Text excerpt ->
--- START ---

From the Epilogue by Neal Ascherson in Wojtek the Bear: Polish War Hero, by Aileen Orr (Birlinn, 2014), Kindle pp. 170-173:
The couriers who reached London did not only bring despatches from the resistance. They were themselves direct witnesses to the appalling nature of the Nazi occupation. The messenger Jan Karski laid before British and American statesmen the full news of the Jewish genocide. Jan Nowak (Jeziorański) was sent out of burning Warsaw during the 1944 uprising to plead with the Allies for help. In the West, most people knew that the occupation was brutal, especially in its treatment of the Jews. But the governments of the democracies were slow, even reluctant, to believe the sheer scale and intensity of horror which the Polish messengers and the exile government revealed to them.
In German-occupied Poland, some 5.4 million people died in concentration camps or mass executions, 3 million of them Jews. That figure does not include casualties caused directly by war and, in all, Poland lost roughly a fifth of its pre-war population. Its industry and infrastructure were almost completely destroyed, while much of Poland’s cultural heritage was burned or looted. In 1944, the whole central city of Warsaw was blown up on Hitler’s orders and reduced to rubble.
After the 1939 invasion, the Nazis divided their half of Poland into two regions. The first consisted of territory in the west of the country which was simply absorbed into the Reich, the Polish population being driven out and replaced by German settlers. The second region was the ‘General Government’, a kind of colonial protectorate ruled from Kraków by the tyrannical Hans Frank. It was in the General Government that almost all the extermination camps were constructed for the Jewish Holocaust, the industrial murder of Europe’s Jews by gas. (Auschwitz lay just out[side] the General Government, in the Upper Silesian region absorbed by the Reich.)

--- END ---

Your tasks ->
1. Summarize the excerpt on Nazi-occupied Poland in three sentences.
2. Reproduce word for word the part of the excerpt on Nazi-occupied Poland that lies between "After the 1939" and "by the Reich.)", inclusive.

Stored data ->
--- START ---

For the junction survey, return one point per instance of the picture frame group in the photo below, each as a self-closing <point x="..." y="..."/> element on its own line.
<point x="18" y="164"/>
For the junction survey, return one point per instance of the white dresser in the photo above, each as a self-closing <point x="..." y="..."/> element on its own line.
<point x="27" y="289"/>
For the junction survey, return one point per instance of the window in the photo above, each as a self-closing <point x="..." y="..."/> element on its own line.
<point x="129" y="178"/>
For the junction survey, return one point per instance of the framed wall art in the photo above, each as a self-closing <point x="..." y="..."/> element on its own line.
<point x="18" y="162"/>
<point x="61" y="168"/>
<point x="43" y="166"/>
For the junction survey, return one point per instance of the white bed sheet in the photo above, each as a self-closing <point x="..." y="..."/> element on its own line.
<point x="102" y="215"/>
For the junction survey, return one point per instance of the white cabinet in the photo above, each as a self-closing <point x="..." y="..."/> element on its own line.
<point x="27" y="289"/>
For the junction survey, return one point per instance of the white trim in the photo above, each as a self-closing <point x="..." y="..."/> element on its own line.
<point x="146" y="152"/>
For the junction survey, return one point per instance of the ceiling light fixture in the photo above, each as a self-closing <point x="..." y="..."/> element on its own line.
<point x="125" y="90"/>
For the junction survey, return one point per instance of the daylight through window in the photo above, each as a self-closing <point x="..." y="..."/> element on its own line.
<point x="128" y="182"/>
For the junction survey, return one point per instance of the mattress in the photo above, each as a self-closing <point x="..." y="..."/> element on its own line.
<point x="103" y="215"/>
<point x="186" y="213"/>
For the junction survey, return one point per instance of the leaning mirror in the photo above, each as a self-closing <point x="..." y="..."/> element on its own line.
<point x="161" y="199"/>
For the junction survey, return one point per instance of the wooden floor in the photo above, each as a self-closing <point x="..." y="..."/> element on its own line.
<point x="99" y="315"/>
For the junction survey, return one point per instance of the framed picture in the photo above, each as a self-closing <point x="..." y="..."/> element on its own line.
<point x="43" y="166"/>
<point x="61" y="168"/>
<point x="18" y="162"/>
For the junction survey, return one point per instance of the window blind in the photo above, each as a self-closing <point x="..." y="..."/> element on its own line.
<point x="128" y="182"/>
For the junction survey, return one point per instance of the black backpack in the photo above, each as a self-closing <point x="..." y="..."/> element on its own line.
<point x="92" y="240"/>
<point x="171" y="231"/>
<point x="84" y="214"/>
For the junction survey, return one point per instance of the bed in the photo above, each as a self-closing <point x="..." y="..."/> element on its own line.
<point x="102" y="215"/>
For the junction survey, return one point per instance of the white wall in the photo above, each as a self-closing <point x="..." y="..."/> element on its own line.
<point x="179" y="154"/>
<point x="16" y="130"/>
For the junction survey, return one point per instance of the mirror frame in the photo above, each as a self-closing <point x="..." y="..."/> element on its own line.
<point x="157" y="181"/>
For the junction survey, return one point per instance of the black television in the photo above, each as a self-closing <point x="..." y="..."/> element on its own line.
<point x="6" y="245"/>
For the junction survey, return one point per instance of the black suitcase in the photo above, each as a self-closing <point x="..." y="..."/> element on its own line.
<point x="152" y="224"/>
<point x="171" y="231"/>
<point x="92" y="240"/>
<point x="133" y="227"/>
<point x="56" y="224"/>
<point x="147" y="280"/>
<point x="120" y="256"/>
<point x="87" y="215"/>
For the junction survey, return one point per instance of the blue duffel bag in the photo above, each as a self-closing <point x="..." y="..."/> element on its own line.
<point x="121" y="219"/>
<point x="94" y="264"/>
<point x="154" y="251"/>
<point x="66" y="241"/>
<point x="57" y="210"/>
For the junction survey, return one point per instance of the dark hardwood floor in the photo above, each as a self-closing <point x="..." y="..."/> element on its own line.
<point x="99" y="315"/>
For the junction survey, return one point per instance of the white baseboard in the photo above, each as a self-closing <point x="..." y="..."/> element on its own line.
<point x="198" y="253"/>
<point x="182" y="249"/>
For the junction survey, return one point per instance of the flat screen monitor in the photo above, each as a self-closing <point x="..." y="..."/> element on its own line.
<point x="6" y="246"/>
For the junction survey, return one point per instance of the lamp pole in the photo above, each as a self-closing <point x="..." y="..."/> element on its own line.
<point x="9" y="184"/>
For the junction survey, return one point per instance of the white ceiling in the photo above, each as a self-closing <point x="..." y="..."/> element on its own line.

--- END ---

Answer set ->
1. Polish couriers such as Jan Karski and Jan Nowak brought London direct testimony of the Nazi occupation and the Jewish genocide, but the governments of the democracies were slow to believe the scale of the horror. In German-occupied Poland some 5.4 million people, 3 million of them Jews, died in concentration camps or mass executions, and in all Poland lost roughly a fifth of its pre-war population. The Nazis divided their half of Poland into western territory absorbed into the Reich and the General Government ruled from Kraków, where almost all the extermination camps were built.

2.
After the 1939 invasion, the Nazis divided their half of Poland into two regions. The first consisted of territory in the west of the country which was simply absorbed into the Reich, the Polish population being driven out and replaced by German settlers. The second region was the ‘General Government’, a kind of colonial protectorate ruled from Kraków by the tyrannical Hans Frank. It was in the General Government that almost all the extermination camps were constructed for the Jewish Holocaust, the industrial murder of Europe’s Jews by gas. (Auschwitz lay just out[side] the General Government, in the Upper Silesian region absorbed by the Reich.)